Relevez chaque année citée dans les observations du rapporteur spécial, une seule fois chacune, dans l'ordre de sa première apparition.
==== TEXTE RETENU ====
Les principales observations
du rapporteur spécial

1. Les taux d'exécution des programmes « Police nationale » et « Gendarmerie nationale » s'élèvent à 98,91 % en AE et 99,71 % en CP, ce qui constitue un niveau proche de l'année 2020 .

2. Malgré le retour à la normale de l'activité opérationnelle, l'année 2021 reste marquée par une sous consommation des crédits de personnels, à hauteur de 139,78 millions d'euros, soit un niveau similaire à 2020, alors même que la police et la gendarmerie ont poursuivi leurs plans de recrutement et que des mesures indemnitaires continuent à produire leurs effets. Cette sous-consommation s'explique par les difficultés de recrutement, qui ont connu davantage de sorties qu'anticipées, compensées tardivement par des recrutements.

3. L'année 2021 est marquée par la poursuite du plan présidentiel de recrutement de 10 000 policiers et gendarmes. Même si son bien-fondé est contestable, l'« esprit » de ce plan a été pleinement respecté, puisqu'entre 2017 et 2022, 8 446 emplois de policiers et 2 083 emplois de gendarmes auront été créés.
==== DONNÉES BRUTES ====
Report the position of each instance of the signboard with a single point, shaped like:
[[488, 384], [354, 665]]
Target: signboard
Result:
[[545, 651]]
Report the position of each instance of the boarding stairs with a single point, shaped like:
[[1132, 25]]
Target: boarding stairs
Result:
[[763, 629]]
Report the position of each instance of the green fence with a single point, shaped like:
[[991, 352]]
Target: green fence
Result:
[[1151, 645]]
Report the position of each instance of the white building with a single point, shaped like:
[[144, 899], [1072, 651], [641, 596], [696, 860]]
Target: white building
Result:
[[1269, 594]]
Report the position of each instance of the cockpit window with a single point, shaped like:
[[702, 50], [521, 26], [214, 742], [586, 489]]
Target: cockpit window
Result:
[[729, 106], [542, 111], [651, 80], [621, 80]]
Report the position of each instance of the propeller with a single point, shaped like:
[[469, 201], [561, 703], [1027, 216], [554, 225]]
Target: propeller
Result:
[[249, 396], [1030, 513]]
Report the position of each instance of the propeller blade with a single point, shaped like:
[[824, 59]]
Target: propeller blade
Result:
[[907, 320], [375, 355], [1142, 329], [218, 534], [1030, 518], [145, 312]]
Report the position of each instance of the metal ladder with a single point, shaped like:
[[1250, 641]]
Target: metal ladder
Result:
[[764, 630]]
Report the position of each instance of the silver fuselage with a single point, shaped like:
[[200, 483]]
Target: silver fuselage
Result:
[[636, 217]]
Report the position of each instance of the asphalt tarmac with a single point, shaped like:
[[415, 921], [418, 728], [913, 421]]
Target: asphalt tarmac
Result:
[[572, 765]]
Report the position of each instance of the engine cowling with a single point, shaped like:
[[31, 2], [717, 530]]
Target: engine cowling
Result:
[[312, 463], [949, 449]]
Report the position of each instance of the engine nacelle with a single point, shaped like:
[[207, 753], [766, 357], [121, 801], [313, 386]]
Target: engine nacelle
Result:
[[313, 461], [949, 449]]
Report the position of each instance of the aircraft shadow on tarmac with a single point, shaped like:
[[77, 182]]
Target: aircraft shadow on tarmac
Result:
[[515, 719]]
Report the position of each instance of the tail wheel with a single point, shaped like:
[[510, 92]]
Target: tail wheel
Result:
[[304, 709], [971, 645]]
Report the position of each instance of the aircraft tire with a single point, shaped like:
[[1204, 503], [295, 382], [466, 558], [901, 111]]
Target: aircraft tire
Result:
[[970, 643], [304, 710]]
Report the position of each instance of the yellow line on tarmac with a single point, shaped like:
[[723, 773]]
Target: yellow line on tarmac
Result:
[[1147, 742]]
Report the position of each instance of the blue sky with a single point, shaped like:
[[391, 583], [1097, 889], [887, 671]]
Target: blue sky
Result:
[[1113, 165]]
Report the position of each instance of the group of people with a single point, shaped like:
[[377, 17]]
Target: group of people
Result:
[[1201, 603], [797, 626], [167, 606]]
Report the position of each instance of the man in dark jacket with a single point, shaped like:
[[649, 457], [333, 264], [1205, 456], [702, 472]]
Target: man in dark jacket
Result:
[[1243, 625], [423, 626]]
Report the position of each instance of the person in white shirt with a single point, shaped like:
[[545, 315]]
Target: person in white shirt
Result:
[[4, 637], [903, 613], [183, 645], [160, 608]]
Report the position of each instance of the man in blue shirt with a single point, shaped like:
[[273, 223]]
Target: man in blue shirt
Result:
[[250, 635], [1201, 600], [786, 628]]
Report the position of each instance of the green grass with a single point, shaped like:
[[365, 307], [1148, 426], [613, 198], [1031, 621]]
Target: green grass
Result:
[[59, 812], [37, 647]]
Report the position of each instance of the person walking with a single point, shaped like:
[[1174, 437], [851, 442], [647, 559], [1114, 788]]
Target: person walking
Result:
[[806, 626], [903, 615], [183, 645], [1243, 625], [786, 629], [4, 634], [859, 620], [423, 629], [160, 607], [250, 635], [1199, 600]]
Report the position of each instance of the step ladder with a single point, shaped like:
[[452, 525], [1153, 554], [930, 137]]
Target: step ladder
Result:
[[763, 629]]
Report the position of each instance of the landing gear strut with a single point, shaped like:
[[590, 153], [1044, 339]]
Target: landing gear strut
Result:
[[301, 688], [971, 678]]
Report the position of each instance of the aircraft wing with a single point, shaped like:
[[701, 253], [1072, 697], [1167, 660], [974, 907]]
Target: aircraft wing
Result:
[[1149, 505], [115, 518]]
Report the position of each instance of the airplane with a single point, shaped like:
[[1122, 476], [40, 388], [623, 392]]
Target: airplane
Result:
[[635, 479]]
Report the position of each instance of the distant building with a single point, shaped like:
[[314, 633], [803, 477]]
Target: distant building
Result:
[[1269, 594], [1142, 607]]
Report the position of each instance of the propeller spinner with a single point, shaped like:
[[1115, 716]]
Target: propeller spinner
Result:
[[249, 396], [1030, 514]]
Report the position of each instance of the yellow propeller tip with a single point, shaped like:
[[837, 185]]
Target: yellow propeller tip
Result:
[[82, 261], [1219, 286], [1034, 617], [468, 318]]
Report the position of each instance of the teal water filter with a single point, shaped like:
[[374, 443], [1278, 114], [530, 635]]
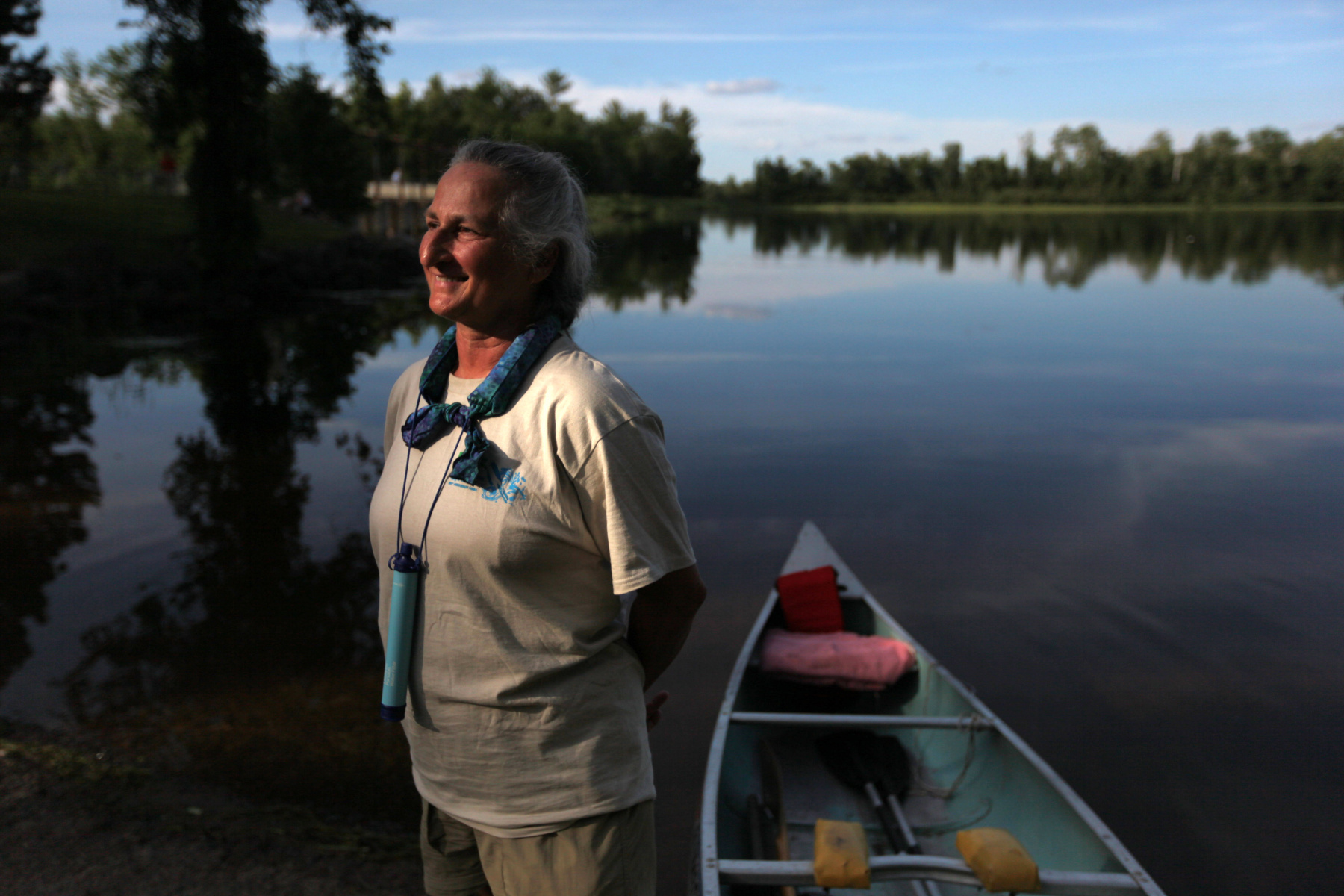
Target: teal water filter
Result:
[[401, 626]]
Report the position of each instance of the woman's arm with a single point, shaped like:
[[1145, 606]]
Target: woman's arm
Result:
[[660, 620]]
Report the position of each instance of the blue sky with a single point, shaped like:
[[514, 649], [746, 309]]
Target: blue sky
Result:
[[803, 78]]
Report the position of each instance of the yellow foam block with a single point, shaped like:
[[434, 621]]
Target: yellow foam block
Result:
[[999, 860], [840, 855]]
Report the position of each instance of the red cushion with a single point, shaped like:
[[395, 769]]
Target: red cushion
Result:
[[811, 601]]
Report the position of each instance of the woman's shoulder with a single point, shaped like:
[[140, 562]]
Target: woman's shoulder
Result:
[[576, 379], [406, 385]]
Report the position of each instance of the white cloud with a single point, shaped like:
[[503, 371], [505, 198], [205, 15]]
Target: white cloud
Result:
[[1088, 23], [746, 85], [735, 129]]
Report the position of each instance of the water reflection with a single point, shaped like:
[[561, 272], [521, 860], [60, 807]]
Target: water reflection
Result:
[[1071, 247], [636, 260], [46, 474]]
====
RÉPONSE »
2020, 2021, 2017, 2022